▶ _Written task A_
Render the following sentence from the passage on liberalism in French: "The social liberals were not alone in their responsibility for the Great Upheaval."
▶ _Written task B_
From the passage on liberalism, reproduce word for word the stretch from "When White Hot" through "of another nightmare.".

▶ _Selected extract_
▬▬▬▬▬▬▬▬▬▬
I suppose we should feel sorry for them but it is impossible to forgive them their complicity in the crimes committed against the English people. At their trials they snivelled that they were only obeying the orders of their leader and didn’t know the enormity of the deeds they did. As for Blair, he seemed to believe he was doing the work of God. His fervent sincerity resulted in some comic posturing, which was most often apparent when he was in the company of his powerful partner Bush, the man they called The Organ Grinder. Let us pray that we never see their like again. It is reassuring to know that on Great Upheaval Day we are all reminded of the liberal tyranny and the suffering it caused. We must never forget what liberalism did to our country and our people, and we must never let it happen again.

The social liberals were not alone in their responsibility for the Great Upheaval. Others had started the process but had appealed to a different bundle of Holy Scriptures labelled Economic Liberalism. The economic liberals were at first found only in the Conservative Party, and they were in the main English and not so keen to bring destruction on themselves. However, their craving for economic growth led them to overlook or excuse the harm they did. It started with a small dose; we need to bring in people to do the jobs none of us want to do. How kind and thoughtful of them. They had their critics, some of whom said the aim was to avoid economic change by bringing in cheap labour, and it would become a habit. The economic and social liberals scoffed at the critics and called them names but the doses increased.

When White Hot Wilson and his successor Sunny Jim took charge, the habit got completely out of control. Don’t worry they said, their birth-rate will soon be the same as ours; integration is a wonderful thing. The brief period of Ted, The Great Helmsman was a disaster which holed the boat in another place, and is the subject of another nightmare.

Even the Great Goddess was addicted and did not stop the practice, although she made a great fuss about it before she was elected for the first time. Then came Underpants John, the most naturally ungifted of them all; his incompetence was truly awe-inspiring. By the end of his term the whole governing elite was hopelessly addicted or dealing, yet they couldn’t come to terms with reality and admit that their dogma and its consequences had become institutionalised. Ideological discrimination became so ingrained that to even suggest that multiculturalism was a dogma, was to invite persecution.

Liberalism had many unfortunate effects on those afflicted with it, including extremely short vision, known as short-termism. Let the future look after itself; the market will steer us through; someone else can take the blame; isn’t the turmoil and disintegration incredibly exiting.

One of the worst things that economic liberals did was to give the impression that they were concerned about the Great Upheaval and would bring it under control. The Great Goddess gave many of her supporters (worshippers) a false sense of security and made them complacent; they sat down and stopped rocking the boat. That misplaced complacency was shattered when Blair’s Scottish government vigorously stoked the Great Upheaval and brazenly overrode the wishes and interests of the English people. What did they care; Scotland was relatively unaffected by the Great Upheaval and doing very nicely from the magic Barnet formula (spell).
▬▬▬▬▬▬▬▬▬▬
▶ _Given material_
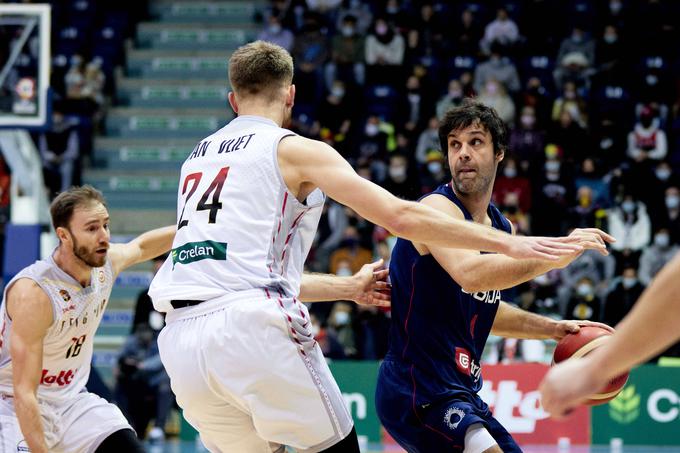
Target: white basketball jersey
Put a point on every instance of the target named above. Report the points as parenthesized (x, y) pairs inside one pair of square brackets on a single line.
[(67, 347), (238, 226)]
▬▬▬▬▬▬▬▬▬▬
▶ _Right answer A_
Les libéraux sociaux n'étaient pas seuls à porter la responsabilité du Grand Bouleversement.

▶ _Right answer B_
When White Hot Wilson and his successor Sunny Jim took charge, the habit got completely out of control. Don’t worry they said, their birth-rate will soon be the same as ours; integration is a wonderful thing. The brief period of Ted, The Great Helmsman was a disaster which holed the boat in another place, and is the subject of another nightmare.